What to do ->
Show each line in the entries below that contains the string "capital". The match is case-sensitive.

Data section ->

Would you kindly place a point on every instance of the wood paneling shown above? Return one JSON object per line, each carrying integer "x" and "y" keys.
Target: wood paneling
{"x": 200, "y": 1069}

* * *

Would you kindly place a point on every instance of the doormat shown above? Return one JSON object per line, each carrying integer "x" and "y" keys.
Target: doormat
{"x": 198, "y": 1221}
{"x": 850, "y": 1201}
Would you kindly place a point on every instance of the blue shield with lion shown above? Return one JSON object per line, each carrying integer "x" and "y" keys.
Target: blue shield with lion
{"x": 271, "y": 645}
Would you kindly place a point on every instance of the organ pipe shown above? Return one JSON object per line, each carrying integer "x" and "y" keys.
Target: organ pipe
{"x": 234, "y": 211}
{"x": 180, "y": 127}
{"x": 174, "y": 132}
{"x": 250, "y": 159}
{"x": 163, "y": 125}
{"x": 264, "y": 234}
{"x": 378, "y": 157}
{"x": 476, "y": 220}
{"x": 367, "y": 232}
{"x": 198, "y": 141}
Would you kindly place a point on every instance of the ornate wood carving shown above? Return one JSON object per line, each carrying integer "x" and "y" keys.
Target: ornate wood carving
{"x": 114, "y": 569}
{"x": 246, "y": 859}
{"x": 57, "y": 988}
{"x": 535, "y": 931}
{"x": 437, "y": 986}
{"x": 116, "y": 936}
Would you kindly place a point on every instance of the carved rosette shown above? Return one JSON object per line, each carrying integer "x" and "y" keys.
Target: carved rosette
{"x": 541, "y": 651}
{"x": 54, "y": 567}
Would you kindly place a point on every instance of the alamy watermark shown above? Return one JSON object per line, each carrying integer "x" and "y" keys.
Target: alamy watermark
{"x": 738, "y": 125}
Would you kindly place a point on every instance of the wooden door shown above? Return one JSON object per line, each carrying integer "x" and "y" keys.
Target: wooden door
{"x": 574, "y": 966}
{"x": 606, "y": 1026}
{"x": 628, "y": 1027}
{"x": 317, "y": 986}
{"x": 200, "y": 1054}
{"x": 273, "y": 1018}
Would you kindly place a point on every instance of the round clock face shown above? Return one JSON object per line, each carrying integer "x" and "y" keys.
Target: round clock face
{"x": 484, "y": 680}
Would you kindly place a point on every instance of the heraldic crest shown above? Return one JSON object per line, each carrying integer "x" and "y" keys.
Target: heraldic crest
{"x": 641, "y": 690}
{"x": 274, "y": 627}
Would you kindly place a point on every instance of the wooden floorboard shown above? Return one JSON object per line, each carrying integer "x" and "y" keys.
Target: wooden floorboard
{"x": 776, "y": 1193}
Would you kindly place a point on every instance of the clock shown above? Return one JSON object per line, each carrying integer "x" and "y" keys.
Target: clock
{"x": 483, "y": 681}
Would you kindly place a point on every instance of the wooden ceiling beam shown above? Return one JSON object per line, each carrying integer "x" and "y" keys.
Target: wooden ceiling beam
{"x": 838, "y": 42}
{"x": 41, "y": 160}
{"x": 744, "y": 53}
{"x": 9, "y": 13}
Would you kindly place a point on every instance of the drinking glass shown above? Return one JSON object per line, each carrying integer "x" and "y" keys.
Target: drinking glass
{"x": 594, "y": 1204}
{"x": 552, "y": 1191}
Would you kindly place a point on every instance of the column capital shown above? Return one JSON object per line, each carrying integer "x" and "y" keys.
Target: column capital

The reply ->
Would you kindly place a point on every instance of the column capital shown above? Return one JSON object per line, each carrying integer "x" and "y" keys.
Target: column capital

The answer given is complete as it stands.